The data:
•••••
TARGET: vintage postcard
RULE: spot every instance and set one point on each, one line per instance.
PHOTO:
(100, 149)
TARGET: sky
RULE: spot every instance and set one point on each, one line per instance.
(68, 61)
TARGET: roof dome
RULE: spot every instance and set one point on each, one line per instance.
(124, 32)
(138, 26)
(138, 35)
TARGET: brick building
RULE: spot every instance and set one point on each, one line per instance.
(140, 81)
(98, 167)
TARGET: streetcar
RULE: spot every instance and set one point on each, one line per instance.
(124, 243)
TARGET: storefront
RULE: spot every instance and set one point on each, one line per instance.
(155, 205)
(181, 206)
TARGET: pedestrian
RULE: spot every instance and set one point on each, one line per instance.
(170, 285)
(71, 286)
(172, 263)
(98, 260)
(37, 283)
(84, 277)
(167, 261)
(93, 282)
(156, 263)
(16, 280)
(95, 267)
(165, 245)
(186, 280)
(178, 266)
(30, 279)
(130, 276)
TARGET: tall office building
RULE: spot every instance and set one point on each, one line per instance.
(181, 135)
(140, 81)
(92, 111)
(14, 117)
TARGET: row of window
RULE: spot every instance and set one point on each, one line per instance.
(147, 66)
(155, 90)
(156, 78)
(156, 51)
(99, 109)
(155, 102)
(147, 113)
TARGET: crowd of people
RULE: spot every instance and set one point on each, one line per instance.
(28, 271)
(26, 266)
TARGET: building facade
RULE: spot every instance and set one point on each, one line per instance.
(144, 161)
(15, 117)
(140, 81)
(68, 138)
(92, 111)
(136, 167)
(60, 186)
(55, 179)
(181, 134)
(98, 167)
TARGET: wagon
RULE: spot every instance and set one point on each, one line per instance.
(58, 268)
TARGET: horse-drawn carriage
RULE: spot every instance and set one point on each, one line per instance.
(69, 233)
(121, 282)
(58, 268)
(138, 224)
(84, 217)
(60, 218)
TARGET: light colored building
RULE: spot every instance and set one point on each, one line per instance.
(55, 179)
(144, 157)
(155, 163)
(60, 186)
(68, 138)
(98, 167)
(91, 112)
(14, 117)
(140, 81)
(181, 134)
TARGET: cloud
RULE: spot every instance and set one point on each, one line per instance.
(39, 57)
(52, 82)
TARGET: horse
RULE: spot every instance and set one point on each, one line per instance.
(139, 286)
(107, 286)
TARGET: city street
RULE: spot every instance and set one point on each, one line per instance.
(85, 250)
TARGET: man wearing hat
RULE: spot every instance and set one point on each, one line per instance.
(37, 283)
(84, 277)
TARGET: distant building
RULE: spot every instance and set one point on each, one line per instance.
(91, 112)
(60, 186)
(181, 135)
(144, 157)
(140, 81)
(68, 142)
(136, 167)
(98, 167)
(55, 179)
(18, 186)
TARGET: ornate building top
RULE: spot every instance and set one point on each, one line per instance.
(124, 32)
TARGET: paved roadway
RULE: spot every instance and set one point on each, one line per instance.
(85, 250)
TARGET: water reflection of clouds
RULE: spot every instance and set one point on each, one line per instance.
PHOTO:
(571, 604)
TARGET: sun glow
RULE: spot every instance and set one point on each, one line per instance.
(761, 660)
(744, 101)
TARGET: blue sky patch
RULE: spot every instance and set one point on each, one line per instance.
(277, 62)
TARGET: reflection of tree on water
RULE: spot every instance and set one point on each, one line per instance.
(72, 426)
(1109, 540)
•••••
Task to carry out: Each line of the data above needs to be returned exactly.

Result for this exercise:
TARGET: vintage postcard
RULE: spot every instance and set one point on each, one line per instance.
PHOTO:
(100, 149)
TARGET: sky
RULE: spot every instance and set one point on each, one line per instance.
(68, 61)
TARGET: roof dome
RULE: spot every instance and set one point on each, one line per instance.
(124, 32)
(138, 26)
(138, 35)
TARGET: brick building
RULE: spot every instance and set one point on each, one line per instance.
(140, 81)
(98, 167)
TARGET: streetcar
RULE: spot every instance and set one point on each, one line per instance.
(124, 243)
TARGET: storefront
RULE: spot every instance and set one point on each, one line per instance.
(155, 205)
(181, 206)
TARGET: pedestrian
RULE: spot every instance and set one point on each, one line per instance.
(170, 285)
(71, 286)
(172, 263)
(98, 260)
(37, 283)
(84, 277)
(167, 261)
(93, 282)
(156, 263)
(16, 280)
(95, 267)
(165, 245)
(186, 280)
(178, 266)
(30, 279)
(130, 276)
TARGET: tall office building
RULE: spot every instance and set one point on each, one line per instance.
(181, 135)
(140, 81)
(92, 111)
(14, 117)
TARGET: row of window
RULE: spot every instance and set one point on each, one line per instance.
(147, 66)
(155, 90)
(156, 78)
(156, 51)
(99, 109)
(155, 102)
(147, 113)
TARGET: crowd of people
RULE: spot every instance and set one point on each, one line per instance.
(28, 271)
(26, 266)
TARGET: building facade
RULE: spot every instance and set one point on each, one line per instance.
(144, 161)
(15, 117)
(140, 81)
(68, 138)
(92, 111)
(136, 167)
(60, 186)
(55, 179)
(181, 134)
(98, 167)
TARGET: wagon
RULE: spot every instance and set one point on each, one line per instance.
(58, 268)
TARGET: horse-drawn carriage
RULE: spot every instance and set one point on each, one line per instance.
(69, 233)
(121, 282)
(58, 268)
(138, 224)
(84, 217)
(60, 218)
TARGET: light colored building
RULE: spot every instance and set one point on each, one line per instance.
(55, 179)
(144, 157)
(155, 163)
(60, 186)
(68, 138)
(98, 167)
(91, 112)
(14, 117)
(140, 81)
(181, 134)
TARGET: cloud
RULE: spot every instance and set one point on each, one line per instance.
(39, 57)
(52, 82)
TARGET: horse
RULE: spot every instance and set one point on each, one line per instance.
(139, 286)
(107, 286)
TARGET: city street
RULE: spot every instance and set one point on each, one line per instance.
(85, 250)
TARGET: man wearing hat
RULE: spot every instance and set one point on each, one line per instance.
(37, 283)
(84, 277)
TARGET: distant building
RULE: spot every instance and set one point on each, one line per instance.
(91, 112)
(60, 186)
(181, 135)
(144, 157)
(140, 81)
(68, 142)
(136, 167)
(98, 167)
(55, 179)
(18, 186)
TARGET: ornate building top
RULE: spot every instance and set one point on each, one line per instance.
(124, 32)
TARGET: paved roadway
RULE: spot every instance and set one point on each, one line per instance.
(85, 250)
TARGET: water reflection of clouds
RULE: spot every instance and set one point on each, one line per instance.
PHOTO:
(571, 604)
TARGET: sun glow
RULE: spot every instance and set one point on each, one line per instance.
(761, 660)
(744, 101)
TARGET: blue sky patch
RULE: spot every instance and set one point on each, one line per instance.
(277, 62)
TARGET: reflection of tree on water
RULE: spot every instance and set one point on each, one line per instance.
(72, 426)
(1109, 540)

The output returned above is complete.